じゃあほかの宿を当たろうと、さっきのバルまで来ると、若め男子の知り合いらしいコリアン男子が声をかけてきた。

「ここのアルベルゲはどこももう空きがないよ。最後のベッドは、さっき僕が取っちゃったんだ」

まーじーかー!

 

想定外。スビリで泊まる人多いから、ララソーニャなら余裕と思ってた...まさか公営がクローズとは...そりゃ他の宿もなくなるわな。

 

(実はスビリの公営もクローズしていた...と後で知った)

 

しかたがないので、先に進むしかない。この先は小さなアルベルゲがぽつぽつあるだけだけど、どこかしら空きはある...よね...

 

とりあえずバルでお手洗いを借りて、ちょっと速足で次の街を目指す。20分ほど歩いたところで、気が付いた。

 

トレッキングポール忘れたー!

 

さっきのバルのトイレに置いてきた!うわー、今から戻るのめんどい。でもさすがに2日めで失くすのは悲しすぎる!

 

さらに速足でララソーニャに戻り、ポールを取り戻して先を急ぐ。なんという時間のロス。はーさすがにしんどなってきたわー。

 

4km歩いて、アルベルゲが1軒あるだけのスリアインに着いた。中庭のカフェで巡礼者たちが和やかにビールなど飲んでいる。どうか、ベッドありますように、と願いつつ、アルベルゲに入ると

「満室でーす」

まーーーじーーーかーーー!

 

はーーー、もー今日は歩きたくないよー。どこまで行けば宿あるの?あー素直にスビリで泊まっとけばよかった...

 

中庭にへたりこみ、マップとアルベルゲのリストを取り出してどうしようか考えていると、ワンくんと、さっき遭遇した巨大キャリーの男性が現れた。

 

「あれ?ワンなんでここにいるの?スビリで泊まるんじゃなかったの?」

「結局ララソーニャまで行ったけど、宿がなくてここまで来たんだ。まだベッドあるかな」

「ないよ。満室だって」

「まじでー!?あー...」

**元の資料:**
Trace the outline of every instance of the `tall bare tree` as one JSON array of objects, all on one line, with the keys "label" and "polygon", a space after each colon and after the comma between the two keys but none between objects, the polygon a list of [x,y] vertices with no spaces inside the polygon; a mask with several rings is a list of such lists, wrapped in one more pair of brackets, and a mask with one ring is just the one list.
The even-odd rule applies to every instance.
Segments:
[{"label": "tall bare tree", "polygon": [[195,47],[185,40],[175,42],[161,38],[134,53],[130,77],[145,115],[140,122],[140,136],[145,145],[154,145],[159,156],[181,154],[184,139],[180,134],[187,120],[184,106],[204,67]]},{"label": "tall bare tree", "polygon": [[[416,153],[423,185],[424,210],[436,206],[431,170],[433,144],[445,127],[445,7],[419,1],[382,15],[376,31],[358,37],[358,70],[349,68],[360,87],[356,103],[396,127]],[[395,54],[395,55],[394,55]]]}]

**取り組む作業:**
**a.** 次の(i)〜(iii)がそれぞれ本文抜粋の内容と一致するかを「はい」か「いいえ」で答え、判断の根拠となる本文抜粋の語句をそのまま引用してください。(i) 語り手はトレッキングポールをバルのトイレに置き忘れた。(ii) スリアインにはアルベルゲが3軒ある。(iii) スリアインのアルベルゲにはまだベッドが空いていた。
**b.** 本文抜粋で、中庭にへたりこんでいた語り手の前に現れたのは誰ですか。
**c.** 本文抜粋のうち、「想定外。スビリで泊まる人多い」から「歩いたところで、気が付いた。」までの部分を一字も変えずに書き写してください。

**作業ごとの出力:**
**a.**
(i) はい:「さっきのバルのトイレに置いてきた!」
(ii) いいえ:「アルベルゲが1軒あるだけのスリアイン」
(iii) いいえ:「満室でーす」

**b.** ワンくんと、さっき遭遇した巨大キャリーの男性です。

**c.**
想定外。スビリで泊まる人多いから、ララソーニャなら余裕と思ってた...まさか公営がクローズとは...そりゃ他の宿もなくなるわな。

 

(実はスビリの公営もクローズしていた...と後で知った)

 

しかたがないので、先に進むしかない。この先は小さなアルベルゲがぽつぽつあるだけだけど、どこかしら空きはある...よね...

 

とりあえずバルでお手洗いを借りて、ちょっと速足で次の街を目指す。20分ほど歩いたところで、気が付いた。